■ Text extract ■
####

Polymerization may be conducted without a diluent in liquid monomer. If a diluent is present, the monomer concentration may range from 1 to 99% by mole. For the polymerization of ethylene, the concentration is typically from 2 to 50% by mole, and preferably from 3 to 30%. For the polymerization of propylene, the reaction is typically conducted in liquid propylene and the concentration of propylene is typically from 50 to 99.9% by mole, preferably from 60 to 99% by mole and in particular from 70 to 98% by mole.
Generally, the concentration of the polymer in the reaction mixture is from 30 to 60% by weight of the slurry, and preferably from 35 to 55%.
The present invention will now be illustrated by examples, but it is not intended that the invention is limited thereto.
Melt Flow Rate
The melt flow rate was determined according to ISO 1133. The load is indicated as a subscript. For polypropylene, the measurement temperature is 230° C. and for polyethylene, the temperature is 190° C.
Volatile Components
The volatile components (also light components, light compounds; which are mainly hydrocarbons and hydrocarbon derivatives, such as ketones, aldehydes and alcohols, containing from 6 to 20 carbon atoms and especially from 8 to 12 carbon atoms) were determined by using a gas chromatograph and a headspace method. The equipment was a Perkin Elmer gas chromatograph with a 30 m×0.25 mm×0.25 μm column filled with DB-wax (100% polyethylene glycol). A flame ionization detector (FID) was used, with hydrogen as a fuel gas. Helium at 18 psi was used as a carrier gas. After the injection of the sample, the oven temperature was maintained at 50° C. for 3 minutes, after which it was increased at a rate of 12° C./min until it reached 200° C. Then the oven was maintained at that temperature for 4 minutes, after which the analysis was completed.
The calibration was carried out as follows:
From 5 to 10 reference solutions were prepared, containing from 0.1 to 100 g of acetone dissolved in 1 litre of n-butanol. 4 μl of each solution was injected into a 20 ml injection flask, which was thermostated to 120° C. for 60 minutes and analyzed. A calibration line for the area under the acetone peak vs. the concentration of acetone in n-butanol was thus obtained.

####

■ Excerpted records ■
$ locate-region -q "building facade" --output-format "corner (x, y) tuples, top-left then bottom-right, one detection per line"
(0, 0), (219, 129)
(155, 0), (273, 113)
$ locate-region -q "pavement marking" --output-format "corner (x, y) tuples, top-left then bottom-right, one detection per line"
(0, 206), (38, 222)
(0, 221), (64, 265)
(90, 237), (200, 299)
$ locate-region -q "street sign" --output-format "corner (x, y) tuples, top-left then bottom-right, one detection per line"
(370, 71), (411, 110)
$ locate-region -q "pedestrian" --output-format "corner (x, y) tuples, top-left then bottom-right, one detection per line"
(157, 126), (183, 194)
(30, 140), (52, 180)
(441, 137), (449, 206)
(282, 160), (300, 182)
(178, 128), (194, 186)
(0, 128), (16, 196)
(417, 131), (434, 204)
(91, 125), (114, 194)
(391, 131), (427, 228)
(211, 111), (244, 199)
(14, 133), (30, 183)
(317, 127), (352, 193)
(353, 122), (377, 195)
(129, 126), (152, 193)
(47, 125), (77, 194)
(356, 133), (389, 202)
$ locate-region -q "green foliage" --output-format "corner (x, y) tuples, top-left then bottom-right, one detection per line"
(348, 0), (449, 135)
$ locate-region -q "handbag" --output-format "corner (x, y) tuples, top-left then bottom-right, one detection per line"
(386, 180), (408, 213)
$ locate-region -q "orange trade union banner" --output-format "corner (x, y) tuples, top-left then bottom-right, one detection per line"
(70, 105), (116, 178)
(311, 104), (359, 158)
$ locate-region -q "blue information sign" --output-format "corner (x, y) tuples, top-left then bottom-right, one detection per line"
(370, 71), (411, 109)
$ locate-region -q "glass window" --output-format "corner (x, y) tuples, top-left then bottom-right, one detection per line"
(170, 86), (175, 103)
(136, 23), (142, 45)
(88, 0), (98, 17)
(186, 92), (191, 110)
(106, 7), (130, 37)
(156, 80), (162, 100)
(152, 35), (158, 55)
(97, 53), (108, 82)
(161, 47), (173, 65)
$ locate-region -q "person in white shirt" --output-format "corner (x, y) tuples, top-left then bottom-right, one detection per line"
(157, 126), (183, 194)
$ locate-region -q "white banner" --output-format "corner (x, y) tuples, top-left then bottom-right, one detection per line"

####

■ What you should do ■
Continue the polymerization excerpt from the point where it stops. The data is not needed for anything here.

■ Task output ■
The analysis was conducted as follows:
The polymer sample (of 2 grams) was placed in the 20 ml injection flask, which was thermostated to 120° C. for 5 hours. A gas sample from the injection flask was then injected into the GC. Before the analysis, a blind run was conducted, where an injection from an empty flask was made. The hydrocarbon emission E was then calculated as follows:
E=(A−B)/k·2·0.6204
Where E is the hydrocarbon emission as μg carbon per gram of sample,
A is the total area under the sample peaks,
B is the total area under the blind run peaks, and
k is the slope of the calibration line.
Ash Content
The total ash content of the polymer was measured by combusting the polymer in an oven at 750° C. The polymer sample (about 20 grams) was weighed into a platinum fire pot. Then the pot containing the sample was placed into the oven and kept there at 750° C. for 15 minutes. The pot was weighed and the amount of ash in the pot was determined. The ash content was given as the fraction of the residual material from the total polymer amount.
Metal Contents
The content of aluminum and magnesium was determined from the ash. The ash obtained from the combustion as above was dissolved in 5 ml nitric acid under heating so that the ash sample dissolved. The solution was then diluted with distilled water to 100 ml and filtered through a 0.45 μm filter. The metal content was determined from the filtered solution by ICP (Inductively Coupled Plasma).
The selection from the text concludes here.